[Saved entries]

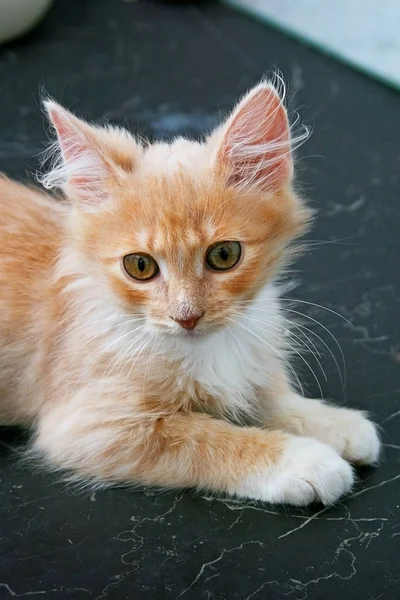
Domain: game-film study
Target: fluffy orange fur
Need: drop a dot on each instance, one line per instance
(97, 363)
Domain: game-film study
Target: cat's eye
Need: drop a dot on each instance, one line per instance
(140, 266)
(224, 255)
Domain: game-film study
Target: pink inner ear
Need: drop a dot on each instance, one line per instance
(256, 146)
(71, 140)
(84, 171)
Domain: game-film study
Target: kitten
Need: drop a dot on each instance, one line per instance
(139, 317)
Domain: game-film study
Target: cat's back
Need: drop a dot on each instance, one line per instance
(30, 235)
(30, 226)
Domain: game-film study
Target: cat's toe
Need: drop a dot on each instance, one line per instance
(363, 445)
(308, 471)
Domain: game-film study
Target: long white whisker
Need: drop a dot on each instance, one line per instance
(343, 378)
(291, 335)
(318, 306)
(307, 364)
(279, 354)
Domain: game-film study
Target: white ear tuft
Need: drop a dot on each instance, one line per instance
(256, 149)
(77, 165)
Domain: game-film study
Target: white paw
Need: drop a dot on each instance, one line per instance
(361, 441)
(348, 431)
(308, 471)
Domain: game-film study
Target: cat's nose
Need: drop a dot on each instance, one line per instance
(189, 323)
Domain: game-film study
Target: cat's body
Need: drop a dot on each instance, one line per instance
(129, 377)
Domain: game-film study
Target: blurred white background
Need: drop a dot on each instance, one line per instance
(364, 33)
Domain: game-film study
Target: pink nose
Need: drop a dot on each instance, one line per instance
(188, 323)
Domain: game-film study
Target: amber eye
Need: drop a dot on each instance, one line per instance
(141, 266)
(224, 255)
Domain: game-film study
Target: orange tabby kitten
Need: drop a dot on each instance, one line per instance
(139, 317)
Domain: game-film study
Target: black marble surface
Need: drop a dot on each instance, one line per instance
(165, 70)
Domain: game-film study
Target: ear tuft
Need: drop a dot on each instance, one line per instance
(77, 166)
(256, 148)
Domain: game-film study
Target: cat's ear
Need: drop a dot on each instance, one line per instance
(256, 146)
(87, 157)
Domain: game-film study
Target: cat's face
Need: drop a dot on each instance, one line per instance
(185, 232)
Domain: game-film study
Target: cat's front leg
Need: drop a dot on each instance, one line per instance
(109, 441)
(348, 431)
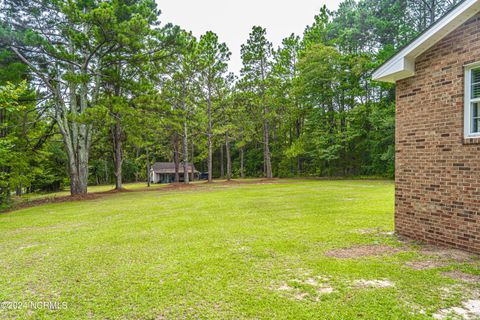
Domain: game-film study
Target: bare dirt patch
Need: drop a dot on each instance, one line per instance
(362, 251)
(447, 253)
(311, 287)
(426, 264)
(61, 199)
(466, 277)
(362, 283)
(468, 310)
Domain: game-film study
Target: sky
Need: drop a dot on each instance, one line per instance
(233, 20)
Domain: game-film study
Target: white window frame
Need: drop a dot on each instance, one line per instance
(468, 121)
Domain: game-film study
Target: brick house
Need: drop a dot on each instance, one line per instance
(437, 80)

§ **What you need to do**
Copy all lines above where "orange" is present.

§ **Result for this task**
Target: fluffy orange fur
Target: orange tabby kitten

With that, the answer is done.